Task details:
With nothing omitted, transcribe the entries exactly as written.

Free-text object descriptions:
☆ ☆ ☆ ☆ ☆ ☆ ☆

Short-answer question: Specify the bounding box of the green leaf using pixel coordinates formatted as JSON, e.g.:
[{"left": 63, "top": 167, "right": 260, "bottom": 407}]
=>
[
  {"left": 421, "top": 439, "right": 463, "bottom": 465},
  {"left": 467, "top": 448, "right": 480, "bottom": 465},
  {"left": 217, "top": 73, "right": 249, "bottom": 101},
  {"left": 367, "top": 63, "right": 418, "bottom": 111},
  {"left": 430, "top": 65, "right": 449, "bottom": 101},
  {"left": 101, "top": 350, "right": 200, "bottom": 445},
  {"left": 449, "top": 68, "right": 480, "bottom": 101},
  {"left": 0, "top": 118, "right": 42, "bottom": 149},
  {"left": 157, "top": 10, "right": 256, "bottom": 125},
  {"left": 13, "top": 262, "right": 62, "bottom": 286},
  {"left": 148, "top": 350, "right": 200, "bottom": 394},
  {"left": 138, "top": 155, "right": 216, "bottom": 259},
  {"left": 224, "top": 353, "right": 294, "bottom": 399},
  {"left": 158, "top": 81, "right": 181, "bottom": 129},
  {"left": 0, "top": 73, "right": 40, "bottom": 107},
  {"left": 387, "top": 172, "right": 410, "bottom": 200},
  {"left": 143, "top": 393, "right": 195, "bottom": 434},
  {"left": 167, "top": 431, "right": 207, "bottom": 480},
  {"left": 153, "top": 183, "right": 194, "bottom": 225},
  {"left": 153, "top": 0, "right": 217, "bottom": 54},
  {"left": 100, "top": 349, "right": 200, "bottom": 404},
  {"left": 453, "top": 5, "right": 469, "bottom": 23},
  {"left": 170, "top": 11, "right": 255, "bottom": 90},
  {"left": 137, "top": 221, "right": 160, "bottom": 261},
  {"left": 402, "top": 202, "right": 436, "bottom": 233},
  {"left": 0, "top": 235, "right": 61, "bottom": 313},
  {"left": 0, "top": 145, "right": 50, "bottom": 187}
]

☆ ☆ ☆ ☆ ☆ ☆ ☆

Exercise solution:
Short-answer question: Specify the bounding box of the green leaf using pixel coordinates formatted as JSON, e.g.:
[{"left": 63, "top": 167, "right": 260, "bottom": 407}]
=>
[
  {"left": 421, "top": 439, "right": 463, "bottom": 465},
  {"left": 467, "top": 448, "right": 480, "bottom": 465},
  {"left": 217, "top": 73, "right": 249, "bottom": 101},
  {"left": 367, "top": 63, "right": 418, "bottom": 111},
  {"left": 430, "top": 65, "right": 449, "bottom": 101},
  {"left": 101, "top": 350, "right": 200, "bottom": 445},
  {"left": 449, "top": 68, "right": 480, "bottom": 101},
  {"left": 0, "top": 118, "right": 42, "bottom": 149},
  {"left": 157, "top": 10, "right": 256, "bottom": 125},
  {"left": 13, "top": 262, "right": 62, "bottom": 286},
  {"left": 148, "top": 350, "right": 200, "bottom": 394},
  {"left": 138, "top": 155, "right": 216, "bottom": 259},
  {"left": 224, "top": 353, "right": 294, "bottom": 399},
  {"left": 158, "top": 81, "right": 181, "bottom": 129},
  {"left": 0, "top": 73, "right": 40, "bottom": 107},
  {"left": 387, "top": 172, "right": 410, "bottom": 200},
  {"left": 143, "top": 393, "right": 195, "bottom": 434},
  {"left": 167, "top": 431, "right": 207, "bottom": 480},
  {"left": 153, "top": 183, "right": 194, "bottom": 225},
  {"left": 153, "top": 0, "right": 217, "bottom": 54},
  {"left": 100, "top": 349, "right": 200, "bottom": 404},
  {"left": 453, "top": 5, "right": 469, "bottom": 23},
  {"left": 170, "top": 11, "right": 255, "bottom": 90},
  {"left": 137, "top": 221, "right": 160, "bottom": 261},
  {"left": 402, "top": 202, "right": 436, "bottom": 233},
  {"left": 0, "top": 235, "right": 61, "bottom": 313},
  {"left": 0, "top": 145, "right": 50, "bottom": 187}
]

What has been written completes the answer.